**EXERCISE PROMPT**
Return every line of the records that contains the string "wheel", treating uppercase and lowercase letters as different.

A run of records
+ + + + + + +
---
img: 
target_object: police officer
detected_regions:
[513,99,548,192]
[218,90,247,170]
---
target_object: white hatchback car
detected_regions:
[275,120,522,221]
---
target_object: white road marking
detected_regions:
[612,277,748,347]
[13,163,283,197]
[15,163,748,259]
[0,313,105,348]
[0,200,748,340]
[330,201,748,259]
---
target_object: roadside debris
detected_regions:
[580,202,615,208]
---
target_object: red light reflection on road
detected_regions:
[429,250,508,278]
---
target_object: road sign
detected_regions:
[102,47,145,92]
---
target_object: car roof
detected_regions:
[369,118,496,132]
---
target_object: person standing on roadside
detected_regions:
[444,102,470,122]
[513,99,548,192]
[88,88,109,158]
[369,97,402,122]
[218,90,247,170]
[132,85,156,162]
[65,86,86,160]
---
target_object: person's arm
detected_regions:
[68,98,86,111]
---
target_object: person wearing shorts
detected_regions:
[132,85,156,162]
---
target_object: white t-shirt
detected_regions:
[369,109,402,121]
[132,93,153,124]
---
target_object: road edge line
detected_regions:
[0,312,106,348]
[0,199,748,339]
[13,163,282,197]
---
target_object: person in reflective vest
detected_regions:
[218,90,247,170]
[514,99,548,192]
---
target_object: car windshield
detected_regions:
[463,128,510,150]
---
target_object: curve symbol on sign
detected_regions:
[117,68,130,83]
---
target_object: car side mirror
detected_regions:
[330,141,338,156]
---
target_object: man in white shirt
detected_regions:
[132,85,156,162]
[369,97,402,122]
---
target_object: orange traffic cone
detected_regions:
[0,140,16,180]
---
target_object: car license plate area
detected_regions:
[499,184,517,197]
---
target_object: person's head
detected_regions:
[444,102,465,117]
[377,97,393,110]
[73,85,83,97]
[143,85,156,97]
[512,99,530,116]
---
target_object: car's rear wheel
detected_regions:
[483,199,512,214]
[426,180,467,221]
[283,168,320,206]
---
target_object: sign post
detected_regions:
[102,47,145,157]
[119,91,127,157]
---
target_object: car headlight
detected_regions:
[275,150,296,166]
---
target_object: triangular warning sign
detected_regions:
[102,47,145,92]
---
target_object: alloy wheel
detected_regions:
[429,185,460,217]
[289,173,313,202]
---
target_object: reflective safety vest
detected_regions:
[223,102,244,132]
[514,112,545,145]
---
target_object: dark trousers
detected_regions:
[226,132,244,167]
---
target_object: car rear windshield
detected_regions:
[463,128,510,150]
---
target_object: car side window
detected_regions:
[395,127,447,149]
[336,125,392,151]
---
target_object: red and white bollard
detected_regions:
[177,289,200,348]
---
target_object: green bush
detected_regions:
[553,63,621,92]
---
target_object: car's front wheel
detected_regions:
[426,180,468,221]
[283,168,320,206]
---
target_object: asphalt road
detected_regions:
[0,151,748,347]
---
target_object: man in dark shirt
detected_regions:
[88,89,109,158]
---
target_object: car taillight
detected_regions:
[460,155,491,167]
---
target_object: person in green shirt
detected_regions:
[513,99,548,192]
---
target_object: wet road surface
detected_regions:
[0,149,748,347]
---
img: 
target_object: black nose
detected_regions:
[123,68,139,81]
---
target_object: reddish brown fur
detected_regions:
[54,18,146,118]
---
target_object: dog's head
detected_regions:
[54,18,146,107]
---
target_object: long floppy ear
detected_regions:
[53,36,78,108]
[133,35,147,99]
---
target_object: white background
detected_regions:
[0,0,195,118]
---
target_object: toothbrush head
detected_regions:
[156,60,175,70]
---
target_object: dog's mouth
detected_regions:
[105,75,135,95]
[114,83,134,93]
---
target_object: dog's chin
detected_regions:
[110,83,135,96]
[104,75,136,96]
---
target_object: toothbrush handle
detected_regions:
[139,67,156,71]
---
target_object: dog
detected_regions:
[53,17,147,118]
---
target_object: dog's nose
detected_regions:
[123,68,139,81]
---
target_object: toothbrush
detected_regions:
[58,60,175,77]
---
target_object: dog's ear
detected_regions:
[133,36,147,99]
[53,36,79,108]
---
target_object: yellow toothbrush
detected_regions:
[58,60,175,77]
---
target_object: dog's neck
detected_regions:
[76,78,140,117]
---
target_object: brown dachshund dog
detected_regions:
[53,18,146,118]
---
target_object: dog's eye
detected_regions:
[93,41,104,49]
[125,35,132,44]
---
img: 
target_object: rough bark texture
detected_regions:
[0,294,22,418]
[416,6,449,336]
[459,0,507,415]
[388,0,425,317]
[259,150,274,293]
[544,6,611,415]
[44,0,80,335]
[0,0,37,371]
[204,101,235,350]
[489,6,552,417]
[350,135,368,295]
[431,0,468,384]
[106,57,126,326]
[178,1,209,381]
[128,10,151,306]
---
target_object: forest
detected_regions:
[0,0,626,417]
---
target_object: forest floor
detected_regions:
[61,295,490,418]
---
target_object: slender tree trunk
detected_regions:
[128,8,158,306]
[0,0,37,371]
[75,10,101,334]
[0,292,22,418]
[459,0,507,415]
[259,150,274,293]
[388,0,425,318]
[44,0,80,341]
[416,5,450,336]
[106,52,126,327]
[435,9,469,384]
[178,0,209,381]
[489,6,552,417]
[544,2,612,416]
+ + + + + + +
**EXERCISE OUTPUT**
target_object: car's rear wheel
target_object: alloy wheel
target_object: car's front wheel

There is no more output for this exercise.